[Opening Data listing section]
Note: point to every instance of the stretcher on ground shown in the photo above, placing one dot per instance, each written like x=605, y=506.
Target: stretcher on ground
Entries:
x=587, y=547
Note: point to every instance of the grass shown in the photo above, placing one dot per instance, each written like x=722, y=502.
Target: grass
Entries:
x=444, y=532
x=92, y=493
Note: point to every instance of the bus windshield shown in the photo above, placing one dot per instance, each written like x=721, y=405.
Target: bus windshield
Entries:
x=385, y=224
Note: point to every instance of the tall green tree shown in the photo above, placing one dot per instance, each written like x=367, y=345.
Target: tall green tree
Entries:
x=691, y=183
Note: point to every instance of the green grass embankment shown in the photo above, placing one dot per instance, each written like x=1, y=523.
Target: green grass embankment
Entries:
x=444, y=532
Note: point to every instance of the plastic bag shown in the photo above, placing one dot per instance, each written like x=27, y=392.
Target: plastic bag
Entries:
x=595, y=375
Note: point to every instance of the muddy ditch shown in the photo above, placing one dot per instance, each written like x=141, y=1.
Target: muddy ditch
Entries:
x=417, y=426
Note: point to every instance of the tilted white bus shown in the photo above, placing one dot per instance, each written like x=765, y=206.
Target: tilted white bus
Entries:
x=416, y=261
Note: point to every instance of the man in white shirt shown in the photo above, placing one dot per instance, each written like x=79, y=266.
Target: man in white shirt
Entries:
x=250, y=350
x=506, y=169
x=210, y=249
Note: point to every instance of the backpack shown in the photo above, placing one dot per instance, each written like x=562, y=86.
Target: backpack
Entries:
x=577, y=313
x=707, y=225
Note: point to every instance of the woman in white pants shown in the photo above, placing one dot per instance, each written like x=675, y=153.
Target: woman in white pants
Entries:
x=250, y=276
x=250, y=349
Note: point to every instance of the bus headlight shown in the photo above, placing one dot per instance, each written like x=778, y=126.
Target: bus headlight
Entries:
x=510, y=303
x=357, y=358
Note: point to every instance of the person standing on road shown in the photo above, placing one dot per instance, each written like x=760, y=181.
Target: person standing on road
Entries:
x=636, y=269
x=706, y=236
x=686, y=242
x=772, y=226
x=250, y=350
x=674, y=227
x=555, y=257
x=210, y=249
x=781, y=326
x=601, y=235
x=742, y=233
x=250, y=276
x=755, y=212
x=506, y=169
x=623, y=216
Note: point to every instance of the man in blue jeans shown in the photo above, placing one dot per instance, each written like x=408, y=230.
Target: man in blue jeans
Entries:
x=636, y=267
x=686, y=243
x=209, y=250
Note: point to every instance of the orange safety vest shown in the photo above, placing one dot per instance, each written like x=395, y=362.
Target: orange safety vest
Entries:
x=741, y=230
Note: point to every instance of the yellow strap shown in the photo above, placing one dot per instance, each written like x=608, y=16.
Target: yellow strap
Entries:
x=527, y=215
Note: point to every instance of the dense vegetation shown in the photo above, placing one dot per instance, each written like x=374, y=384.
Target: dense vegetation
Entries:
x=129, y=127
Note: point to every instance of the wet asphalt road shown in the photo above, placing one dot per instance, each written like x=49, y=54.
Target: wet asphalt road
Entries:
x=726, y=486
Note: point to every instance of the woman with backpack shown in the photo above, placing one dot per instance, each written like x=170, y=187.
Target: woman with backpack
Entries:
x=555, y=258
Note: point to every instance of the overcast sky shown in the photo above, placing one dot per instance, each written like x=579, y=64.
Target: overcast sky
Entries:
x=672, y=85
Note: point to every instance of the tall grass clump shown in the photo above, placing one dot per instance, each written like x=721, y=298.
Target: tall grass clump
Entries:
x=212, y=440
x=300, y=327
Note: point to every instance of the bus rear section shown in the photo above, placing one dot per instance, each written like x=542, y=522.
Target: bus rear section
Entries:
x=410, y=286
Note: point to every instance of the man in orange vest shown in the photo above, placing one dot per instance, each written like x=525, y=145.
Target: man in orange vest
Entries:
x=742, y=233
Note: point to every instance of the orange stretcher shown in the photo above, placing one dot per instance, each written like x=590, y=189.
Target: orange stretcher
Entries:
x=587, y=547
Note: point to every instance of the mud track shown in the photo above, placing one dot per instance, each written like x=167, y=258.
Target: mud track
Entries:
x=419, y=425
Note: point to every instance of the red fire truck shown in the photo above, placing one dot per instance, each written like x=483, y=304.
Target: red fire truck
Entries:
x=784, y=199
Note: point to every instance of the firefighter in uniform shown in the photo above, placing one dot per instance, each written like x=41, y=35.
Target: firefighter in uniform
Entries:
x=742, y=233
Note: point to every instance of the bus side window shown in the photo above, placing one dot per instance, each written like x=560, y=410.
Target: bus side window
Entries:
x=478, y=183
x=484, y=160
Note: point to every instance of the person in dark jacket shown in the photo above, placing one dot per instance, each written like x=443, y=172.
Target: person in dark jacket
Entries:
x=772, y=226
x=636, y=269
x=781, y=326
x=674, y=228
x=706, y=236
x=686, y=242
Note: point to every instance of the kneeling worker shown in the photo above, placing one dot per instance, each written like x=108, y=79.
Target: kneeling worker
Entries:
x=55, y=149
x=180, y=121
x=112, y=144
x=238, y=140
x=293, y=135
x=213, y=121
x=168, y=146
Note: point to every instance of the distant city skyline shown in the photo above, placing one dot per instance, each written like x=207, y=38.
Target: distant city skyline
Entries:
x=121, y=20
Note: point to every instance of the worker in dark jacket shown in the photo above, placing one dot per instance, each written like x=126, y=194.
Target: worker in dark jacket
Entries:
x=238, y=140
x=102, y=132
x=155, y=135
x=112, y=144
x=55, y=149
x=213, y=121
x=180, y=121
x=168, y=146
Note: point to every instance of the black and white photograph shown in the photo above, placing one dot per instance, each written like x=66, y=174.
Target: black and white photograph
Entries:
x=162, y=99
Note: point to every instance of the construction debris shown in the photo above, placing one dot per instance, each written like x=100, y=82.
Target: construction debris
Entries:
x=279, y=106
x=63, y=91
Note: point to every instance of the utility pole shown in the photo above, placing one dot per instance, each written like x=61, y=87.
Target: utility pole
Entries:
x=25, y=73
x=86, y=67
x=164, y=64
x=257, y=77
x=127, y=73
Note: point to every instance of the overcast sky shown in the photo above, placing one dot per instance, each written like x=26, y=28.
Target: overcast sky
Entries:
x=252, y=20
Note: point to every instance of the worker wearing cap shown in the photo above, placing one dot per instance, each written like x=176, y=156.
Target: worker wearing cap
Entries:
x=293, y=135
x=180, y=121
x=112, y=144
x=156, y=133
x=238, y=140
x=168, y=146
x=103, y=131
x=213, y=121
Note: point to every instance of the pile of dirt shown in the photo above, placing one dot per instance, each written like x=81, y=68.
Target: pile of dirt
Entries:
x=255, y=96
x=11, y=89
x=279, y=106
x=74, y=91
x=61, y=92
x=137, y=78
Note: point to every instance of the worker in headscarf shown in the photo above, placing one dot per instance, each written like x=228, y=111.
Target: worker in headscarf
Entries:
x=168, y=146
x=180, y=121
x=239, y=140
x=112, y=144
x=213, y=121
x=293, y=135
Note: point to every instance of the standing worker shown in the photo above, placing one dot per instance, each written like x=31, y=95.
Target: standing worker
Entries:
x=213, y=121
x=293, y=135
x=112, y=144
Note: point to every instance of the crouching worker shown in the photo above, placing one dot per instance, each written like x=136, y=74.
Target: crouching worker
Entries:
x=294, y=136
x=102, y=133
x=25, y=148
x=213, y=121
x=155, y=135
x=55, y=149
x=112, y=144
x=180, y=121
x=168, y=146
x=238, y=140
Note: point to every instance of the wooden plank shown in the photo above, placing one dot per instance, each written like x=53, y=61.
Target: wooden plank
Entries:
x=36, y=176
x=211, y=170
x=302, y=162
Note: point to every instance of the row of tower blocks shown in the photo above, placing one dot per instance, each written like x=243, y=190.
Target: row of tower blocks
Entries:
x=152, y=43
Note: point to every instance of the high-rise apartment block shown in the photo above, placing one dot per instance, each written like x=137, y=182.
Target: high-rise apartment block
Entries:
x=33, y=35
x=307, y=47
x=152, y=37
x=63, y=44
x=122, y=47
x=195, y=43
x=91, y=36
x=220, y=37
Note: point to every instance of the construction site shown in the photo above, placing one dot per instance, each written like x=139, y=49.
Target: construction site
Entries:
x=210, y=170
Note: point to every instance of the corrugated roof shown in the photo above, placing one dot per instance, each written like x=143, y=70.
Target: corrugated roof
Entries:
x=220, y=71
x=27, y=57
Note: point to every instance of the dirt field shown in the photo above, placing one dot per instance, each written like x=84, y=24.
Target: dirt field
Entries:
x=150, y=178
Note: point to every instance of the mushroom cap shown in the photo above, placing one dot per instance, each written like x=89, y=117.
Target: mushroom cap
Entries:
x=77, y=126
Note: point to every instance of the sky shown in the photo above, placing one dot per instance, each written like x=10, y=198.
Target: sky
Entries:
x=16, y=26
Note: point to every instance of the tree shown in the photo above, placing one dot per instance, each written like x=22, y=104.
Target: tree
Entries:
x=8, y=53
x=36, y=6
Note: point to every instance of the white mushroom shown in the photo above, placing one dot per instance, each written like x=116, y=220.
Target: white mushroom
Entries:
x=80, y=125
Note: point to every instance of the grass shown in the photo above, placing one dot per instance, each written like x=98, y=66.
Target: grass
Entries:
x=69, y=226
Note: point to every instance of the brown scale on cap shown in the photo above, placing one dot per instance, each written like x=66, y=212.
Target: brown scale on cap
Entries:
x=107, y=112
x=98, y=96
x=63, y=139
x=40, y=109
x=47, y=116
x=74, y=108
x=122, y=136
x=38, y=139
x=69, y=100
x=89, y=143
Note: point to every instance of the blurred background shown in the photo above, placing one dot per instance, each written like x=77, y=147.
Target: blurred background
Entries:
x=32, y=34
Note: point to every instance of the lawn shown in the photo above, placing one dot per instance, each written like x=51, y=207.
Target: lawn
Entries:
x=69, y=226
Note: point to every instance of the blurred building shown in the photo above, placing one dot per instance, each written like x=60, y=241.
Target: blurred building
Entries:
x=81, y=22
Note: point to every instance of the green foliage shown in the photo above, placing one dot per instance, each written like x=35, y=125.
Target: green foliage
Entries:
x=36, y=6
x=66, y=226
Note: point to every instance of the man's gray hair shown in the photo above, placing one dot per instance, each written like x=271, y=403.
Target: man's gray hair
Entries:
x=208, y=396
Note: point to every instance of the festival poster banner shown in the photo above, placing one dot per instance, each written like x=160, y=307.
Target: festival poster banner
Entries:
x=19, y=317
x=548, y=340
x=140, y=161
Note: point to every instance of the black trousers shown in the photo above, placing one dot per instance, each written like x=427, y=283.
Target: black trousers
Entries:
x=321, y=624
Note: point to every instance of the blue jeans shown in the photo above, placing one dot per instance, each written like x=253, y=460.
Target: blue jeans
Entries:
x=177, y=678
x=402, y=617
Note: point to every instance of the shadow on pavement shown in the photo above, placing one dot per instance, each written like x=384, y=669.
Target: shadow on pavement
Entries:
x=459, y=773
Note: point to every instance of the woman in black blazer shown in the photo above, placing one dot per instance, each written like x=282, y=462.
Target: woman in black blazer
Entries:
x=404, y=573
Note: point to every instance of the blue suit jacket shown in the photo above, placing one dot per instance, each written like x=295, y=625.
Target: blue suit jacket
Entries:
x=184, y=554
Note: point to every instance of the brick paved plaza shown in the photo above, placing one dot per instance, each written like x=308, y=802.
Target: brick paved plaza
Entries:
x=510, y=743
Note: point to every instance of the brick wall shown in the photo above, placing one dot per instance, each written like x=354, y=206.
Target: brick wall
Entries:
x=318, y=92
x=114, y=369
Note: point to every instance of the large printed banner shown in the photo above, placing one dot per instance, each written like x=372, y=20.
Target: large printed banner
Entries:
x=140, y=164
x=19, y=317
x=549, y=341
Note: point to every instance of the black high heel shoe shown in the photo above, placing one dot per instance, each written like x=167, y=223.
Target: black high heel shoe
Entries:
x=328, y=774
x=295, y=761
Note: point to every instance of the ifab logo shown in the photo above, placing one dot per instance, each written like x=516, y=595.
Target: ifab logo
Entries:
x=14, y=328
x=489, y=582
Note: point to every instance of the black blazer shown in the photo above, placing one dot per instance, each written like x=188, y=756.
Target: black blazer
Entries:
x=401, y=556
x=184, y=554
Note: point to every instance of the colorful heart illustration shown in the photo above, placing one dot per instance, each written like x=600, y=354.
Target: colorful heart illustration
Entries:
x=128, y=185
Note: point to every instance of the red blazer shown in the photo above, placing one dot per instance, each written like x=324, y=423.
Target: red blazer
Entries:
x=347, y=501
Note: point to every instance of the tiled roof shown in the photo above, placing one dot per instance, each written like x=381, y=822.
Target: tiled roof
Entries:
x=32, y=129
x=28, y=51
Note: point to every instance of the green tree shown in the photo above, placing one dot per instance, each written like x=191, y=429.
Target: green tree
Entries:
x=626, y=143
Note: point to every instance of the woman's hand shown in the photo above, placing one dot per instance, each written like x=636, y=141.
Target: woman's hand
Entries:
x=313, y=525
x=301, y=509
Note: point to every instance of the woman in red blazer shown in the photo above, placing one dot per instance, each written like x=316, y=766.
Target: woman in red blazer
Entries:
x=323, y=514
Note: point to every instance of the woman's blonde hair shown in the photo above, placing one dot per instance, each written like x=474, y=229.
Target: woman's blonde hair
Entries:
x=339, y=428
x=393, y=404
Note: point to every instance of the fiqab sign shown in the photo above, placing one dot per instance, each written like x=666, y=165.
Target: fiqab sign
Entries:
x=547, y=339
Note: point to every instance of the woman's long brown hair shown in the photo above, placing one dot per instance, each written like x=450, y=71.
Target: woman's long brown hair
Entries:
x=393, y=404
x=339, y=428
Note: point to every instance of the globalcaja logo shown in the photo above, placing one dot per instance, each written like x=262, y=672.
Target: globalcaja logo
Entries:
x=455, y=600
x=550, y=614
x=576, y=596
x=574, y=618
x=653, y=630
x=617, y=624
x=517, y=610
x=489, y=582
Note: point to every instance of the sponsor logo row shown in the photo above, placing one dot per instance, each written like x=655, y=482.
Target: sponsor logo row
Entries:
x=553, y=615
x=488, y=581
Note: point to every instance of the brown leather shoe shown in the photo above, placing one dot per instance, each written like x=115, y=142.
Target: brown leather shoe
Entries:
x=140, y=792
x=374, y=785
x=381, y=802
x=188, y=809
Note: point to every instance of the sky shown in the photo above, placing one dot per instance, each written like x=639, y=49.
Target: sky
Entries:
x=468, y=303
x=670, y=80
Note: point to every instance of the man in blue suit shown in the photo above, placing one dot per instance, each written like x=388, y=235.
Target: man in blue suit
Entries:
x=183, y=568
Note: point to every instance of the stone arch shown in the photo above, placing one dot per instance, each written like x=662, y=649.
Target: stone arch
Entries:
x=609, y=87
[Closing Data listing section]
» Exercise details
When the line with "Target: woman in white pants" is reached in the data above, start copying there, and copy each line exactly until the line with "Target: bus headlight" has been copied; copy nothing else.

» Result below
Target: woman in white pants
Entries:
x=250, y=276
x=250, y=349
Note: point to every instance of the bus headlight shown in the photo above, placing one dot per instance, each written like x=778, y=126.
Target: bus headlight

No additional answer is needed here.